Pull every line containing the word "blurred" from the listing below, and copy each one in full.

* Supplied material
>> Start
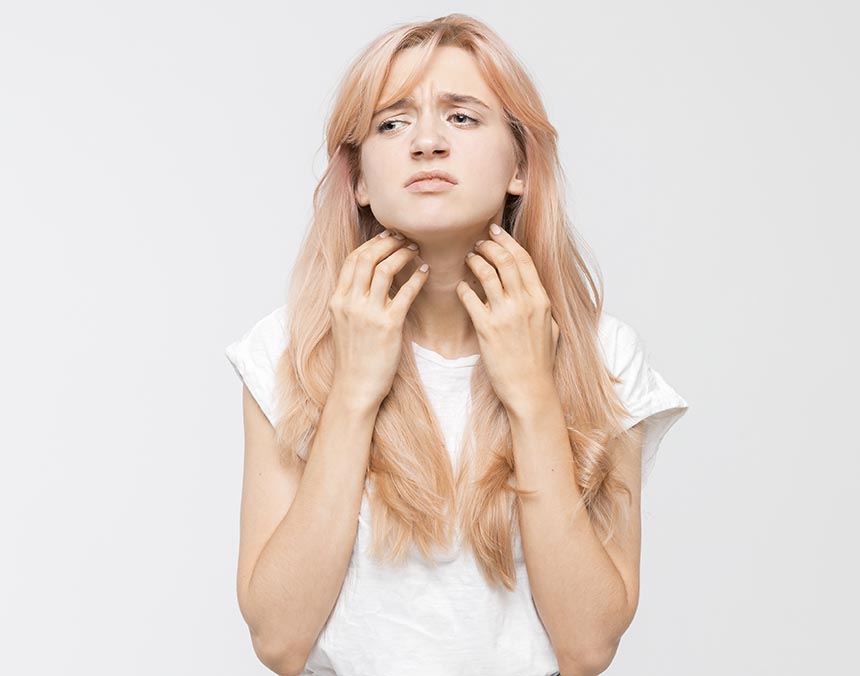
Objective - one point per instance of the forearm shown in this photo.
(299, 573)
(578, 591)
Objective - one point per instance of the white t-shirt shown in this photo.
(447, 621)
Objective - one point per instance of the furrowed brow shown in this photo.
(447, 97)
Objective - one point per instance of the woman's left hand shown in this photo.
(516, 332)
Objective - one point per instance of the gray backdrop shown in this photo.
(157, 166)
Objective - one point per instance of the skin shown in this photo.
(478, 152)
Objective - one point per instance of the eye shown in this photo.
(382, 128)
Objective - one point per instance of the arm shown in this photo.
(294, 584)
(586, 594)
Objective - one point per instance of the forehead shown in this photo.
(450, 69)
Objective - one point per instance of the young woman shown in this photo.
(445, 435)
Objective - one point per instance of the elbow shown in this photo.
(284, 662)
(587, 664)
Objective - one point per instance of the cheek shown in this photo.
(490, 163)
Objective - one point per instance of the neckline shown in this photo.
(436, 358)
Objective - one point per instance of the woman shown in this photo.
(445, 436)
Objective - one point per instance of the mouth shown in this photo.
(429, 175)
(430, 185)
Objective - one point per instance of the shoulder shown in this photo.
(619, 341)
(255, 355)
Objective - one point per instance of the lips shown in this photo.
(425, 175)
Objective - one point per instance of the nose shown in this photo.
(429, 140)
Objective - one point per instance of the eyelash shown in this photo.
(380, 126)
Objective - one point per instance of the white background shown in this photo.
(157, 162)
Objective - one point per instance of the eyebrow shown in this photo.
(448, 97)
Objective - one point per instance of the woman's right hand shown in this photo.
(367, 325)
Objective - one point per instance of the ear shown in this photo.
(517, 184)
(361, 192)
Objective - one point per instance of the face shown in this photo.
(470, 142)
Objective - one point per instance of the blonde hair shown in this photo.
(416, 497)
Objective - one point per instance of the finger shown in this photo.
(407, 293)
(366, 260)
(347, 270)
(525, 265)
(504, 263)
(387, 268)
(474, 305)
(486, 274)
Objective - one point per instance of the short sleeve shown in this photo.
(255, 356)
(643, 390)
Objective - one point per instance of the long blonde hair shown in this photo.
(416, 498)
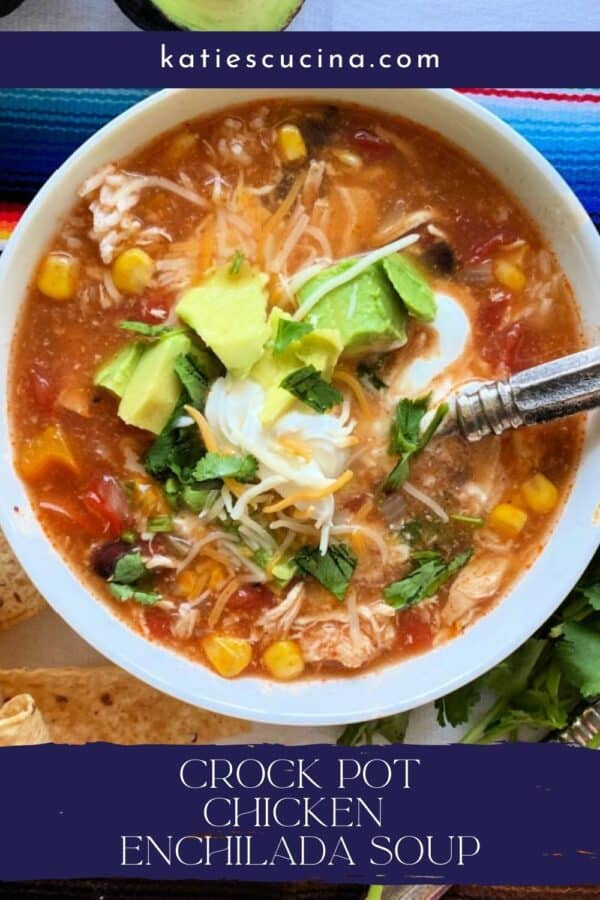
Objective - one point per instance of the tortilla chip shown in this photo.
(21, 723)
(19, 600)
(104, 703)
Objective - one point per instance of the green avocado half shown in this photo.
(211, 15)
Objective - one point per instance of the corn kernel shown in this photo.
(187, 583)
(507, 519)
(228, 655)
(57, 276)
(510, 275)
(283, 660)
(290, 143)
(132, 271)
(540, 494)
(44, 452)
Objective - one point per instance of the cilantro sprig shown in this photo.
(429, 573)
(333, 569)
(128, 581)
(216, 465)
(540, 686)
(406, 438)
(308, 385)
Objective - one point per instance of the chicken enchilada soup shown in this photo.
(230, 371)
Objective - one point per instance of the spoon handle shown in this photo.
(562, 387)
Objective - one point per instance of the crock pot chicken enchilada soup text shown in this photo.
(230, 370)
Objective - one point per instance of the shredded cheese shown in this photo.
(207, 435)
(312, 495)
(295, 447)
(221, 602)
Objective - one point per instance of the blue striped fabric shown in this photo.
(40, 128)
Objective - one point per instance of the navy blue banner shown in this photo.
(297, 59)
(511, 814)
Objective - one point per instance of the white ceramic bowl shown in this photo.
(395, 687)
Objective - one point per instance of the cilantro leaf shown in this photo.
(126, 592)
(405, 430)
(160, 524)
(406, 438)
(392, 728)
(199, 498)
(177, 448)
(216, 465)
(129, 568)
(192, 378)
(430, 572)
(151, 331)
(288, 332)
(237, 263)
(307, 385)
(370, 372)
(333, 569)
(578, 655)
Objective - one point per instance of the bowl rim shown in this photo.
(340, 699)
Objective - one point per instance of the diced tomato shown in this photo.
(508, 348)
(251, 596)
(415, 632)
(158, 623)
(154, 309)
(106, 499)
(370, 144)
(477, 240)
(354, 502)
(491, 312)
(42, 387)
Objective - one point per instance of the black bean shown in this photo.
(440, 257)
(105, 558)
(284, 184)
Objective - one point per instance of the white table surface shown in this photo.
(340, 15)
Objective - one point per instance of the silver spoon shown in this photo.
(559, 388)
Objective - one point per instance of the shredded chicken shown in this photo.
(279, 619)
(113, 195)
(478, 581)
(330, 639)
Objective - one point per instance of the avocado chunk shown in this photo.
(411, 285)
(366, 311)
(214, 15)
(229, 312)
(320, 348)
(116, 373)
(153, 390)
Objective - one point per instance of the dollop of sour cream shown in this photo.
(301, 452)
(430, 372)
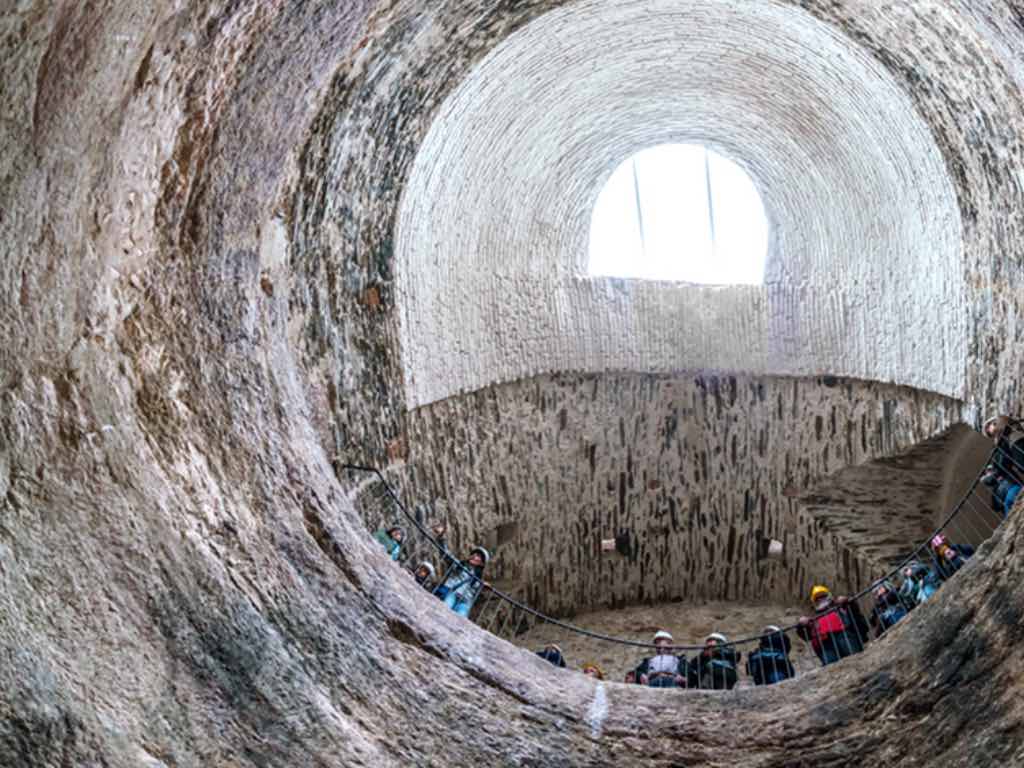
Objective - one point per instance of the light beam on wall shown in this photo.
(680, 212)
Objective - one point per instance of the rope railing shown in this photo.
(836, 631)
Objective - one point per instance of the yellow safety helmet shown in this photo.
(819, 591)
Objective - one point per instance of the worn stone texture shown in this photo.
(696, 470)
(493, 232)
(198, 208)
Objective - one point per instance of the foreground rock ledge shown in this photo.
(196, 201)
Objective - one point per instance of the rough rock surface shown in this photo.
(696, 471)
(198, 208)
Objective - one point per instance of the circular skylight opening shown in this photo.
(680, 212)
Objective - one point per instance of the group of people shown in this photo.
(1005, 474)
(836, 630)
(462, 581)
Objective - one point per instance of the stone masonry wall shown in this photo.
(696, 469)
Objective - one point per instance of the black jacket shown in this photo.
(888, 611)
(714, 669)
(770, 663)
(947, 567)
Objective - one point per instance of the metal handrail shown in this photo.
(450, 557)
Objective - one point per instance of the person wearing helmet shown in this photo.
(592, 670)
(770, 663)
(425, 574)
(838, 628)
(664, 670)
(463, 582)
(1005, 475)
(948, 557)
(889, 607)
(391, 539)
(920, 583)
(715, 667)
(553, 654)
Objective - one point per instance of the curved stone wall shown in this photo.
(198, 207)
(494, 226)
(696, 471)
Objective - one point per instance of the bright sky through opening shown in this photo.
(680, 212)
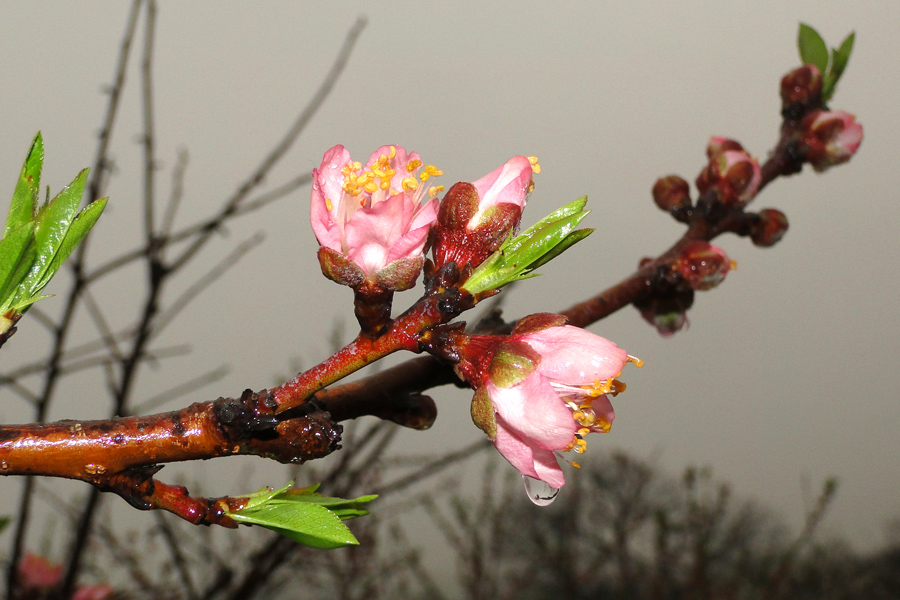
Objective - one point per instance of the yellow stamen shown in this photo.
>> End
>> Start
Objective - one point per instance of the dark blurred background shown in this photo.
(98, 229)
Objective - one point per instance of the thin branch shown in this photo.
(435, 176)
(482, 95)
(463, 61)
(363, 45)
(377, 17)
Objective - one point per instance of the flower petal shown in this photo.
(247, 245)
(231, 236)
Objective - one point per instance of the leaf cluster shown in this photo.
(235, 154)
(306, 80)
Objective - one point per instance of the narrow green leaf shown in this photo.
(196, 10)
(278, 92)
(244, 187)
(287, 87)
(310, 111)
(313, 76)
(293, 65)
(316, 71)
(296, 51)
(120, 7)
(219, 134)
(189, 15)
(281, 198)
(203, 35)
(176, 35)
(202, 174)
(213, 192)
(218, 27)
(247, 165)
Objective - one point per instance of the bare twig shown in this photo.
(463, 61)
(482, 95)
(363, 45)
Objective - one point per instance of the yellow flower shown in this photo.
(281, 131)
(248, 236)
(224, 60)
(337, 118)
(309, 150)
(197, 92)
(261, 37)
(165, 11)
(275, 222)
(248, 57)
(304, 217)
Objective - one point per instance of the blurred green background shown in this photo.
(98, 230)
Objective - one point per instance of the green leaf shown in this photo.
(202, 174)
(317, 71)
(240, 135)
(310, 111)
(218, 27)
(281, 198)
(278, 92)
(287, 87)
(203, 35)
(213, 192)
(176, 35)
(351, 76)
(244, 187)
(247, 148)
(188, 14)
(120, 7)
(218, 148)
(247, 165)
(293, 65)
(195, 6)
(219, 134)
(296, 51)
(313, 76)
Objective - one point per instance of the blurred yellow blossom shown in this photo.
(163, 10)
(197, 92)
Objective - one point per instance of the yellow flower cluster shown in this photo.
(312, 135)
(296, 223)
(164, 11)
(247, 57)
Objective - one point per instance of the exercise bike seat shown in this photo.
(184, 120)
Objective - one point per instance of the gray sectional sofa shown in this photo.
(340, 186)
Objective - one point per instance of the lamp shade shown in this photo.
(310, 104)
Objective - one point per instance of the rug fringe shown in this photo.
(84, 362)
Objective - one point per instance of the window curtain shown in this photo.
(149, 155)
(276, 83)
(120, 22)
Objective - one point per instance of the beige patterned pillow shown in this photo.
>> End
* Exercise answer
Objective - one point per instance of the dark blurred background shown in this photo.
Objective - one point per instance of the blurred green background shown in this photo.
Objective - one point per instance of the blurred yellow blossom shown in this photo.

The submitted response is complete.